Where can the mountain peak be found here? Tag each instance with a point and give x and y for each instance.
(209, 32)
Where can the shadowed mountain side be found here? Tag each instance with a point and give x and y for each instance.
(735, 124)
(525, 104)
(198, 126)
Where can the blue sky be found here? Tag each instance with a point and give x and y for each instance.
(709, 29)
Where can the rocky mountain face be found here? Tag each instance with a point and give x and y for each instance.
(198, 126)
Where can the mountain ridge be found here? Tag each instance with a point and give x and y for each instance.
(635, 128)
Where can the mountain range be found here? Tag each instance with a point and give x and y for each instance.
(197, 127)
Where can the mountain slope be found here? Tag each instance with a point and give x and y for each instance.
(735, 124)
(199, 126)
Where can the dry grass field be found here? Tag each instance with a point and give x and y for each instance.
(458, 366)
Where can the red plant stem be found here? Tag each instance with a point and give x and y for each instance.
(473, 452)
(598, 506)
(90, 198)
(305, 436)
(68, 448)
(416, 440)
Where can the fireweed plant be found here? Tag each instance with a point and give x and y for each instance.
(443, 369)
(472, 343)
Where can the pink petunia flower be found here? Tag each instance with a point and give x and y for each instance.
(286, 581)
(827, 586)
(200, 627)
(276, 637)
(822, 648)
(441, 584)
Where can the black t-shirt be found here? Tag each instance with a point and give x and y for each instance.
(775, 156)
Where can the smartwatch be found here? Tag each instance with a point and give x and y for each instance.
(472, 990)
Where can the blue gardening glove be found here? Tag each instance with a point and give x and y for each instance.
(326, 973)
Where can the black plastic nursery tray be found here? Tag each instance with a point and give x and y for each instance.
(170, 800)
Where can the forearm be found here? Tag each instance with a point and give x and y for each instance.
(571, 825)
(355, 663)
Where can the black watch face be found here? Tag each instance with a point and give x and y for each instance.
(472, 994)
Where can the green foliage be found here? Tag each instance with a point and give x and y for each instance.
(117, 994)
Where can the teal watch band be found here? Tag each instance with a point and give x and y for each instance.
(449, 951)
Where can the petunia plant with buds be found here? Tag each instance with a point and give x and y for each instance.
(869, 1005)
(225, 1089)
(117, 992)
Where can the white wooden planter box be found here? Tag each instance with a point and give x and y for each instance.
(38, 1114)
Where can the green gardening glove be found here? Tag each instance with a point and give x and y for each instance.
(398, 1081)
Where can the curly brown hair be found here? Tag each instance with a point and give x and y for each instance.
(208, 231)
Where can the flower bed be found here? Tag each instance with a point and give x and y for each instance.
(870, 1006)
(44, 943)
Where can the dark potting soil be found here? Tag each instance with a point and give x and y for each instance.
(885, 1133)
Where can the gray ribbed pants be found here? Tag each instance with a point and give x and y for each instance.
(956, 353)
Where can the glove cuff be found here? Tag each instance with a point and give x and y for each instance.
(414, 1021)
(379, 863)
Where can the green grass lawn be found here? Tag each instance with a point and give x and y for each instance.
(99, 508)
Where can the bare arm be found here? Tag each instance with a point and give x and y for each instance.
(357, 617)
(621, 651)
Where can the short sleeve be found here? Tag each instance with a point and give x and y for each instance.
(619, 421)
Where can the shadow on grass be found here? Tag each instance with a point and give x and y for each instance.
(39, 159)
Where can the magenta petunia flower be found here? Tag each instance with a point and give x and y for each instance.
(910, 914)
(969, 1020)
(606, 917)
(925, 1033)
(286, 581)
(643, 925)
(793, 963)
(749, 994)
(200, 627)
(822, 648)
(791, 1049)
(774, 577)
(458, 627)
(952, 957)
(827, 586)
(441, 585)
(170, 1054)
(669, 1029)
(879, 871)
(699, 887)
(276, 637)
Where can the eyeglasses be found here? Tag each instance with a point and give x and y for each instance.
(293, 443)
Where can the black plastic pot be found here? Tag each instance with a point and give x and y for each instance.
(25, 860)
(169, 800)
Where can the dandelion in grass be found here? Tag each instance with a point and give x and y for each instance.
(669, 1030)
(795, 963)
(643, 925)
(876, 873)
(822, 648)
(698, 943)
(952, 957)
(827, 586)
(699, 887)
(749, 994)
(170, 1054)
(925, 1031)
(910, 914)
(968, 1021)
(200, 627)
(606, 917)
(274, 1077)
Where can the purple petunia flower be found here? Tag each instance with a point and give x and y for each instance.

•••

Rewrite the rows above from the one containing "Where can the dark" through the one containing "(274, 1077)", both included, substituting "spectacles" for "eyeglasses" and leaving everything else unchanged. Return only those rows.

Result of the task
Where can the dark potting soil be found here? Tag each instance with a point and give x and y for each instance.
(885, 1133)
Where can the gray ribbed pants be found here? Tag each instance with a point and give x and y for each instance.
(956, 353)
Where can the glove cuff be found here? Tag each instance with a point and give x and y for each instance.
(414, 1021)
(379, 863)
Where can the green grass lawn be found here? Tag each instance with a point and give x and y for each instance.
(99, 508)
Where can the bare arm be found here? Tag each instance with a point and give x and y for each instance.
(357, 617)
(621, 651)
Where can the short sleeve be found here? Tag each instance with a point and give x and y for each instance.
(619, 421)
Where can the shadow on grass be found here? Tag each instance with a point and give x and y for each instance.
(39, 159)
Where can the magenta petunia flower be found here? Tag each instance with a point and give x and y for each instance.
(910, 914)
(969, 1020)
(606, 917)
(925, 1033)
(286, 581)
(643, 925)
(793, 963)
(749, 994)
(200, 627)
(822, 648)
(791, 1049)
(774, 577)
(458, 627)
(952, 957)
(827, 586)
(441, 585)
(170, 1054)
(669, 1029)
(879, 871)
(699, 887)
(276, 637)
Where can the spectacles be found here? Tag each instance with a point and give x and y for each instance.
(293, 443)
Where can the black plastic pot be found here? Tag each instance with a point and give x and y for each instance.
(25, 860)
(169, 800)
Where can the dandelion in grass be found here? Tag each instance with a point and give x and y for each instance.
(669, 1030)
(795, 963)
(643, 925)
(876, 873)
(822, 648)
(698, 943)
(952, 957)
(827, 586)
(699, 887)
(749, 994)
(170, 1054)
(925, 1031)
(910, 914)
(968, 1021)
(200, 627)
(606, 917)
(274, 1077)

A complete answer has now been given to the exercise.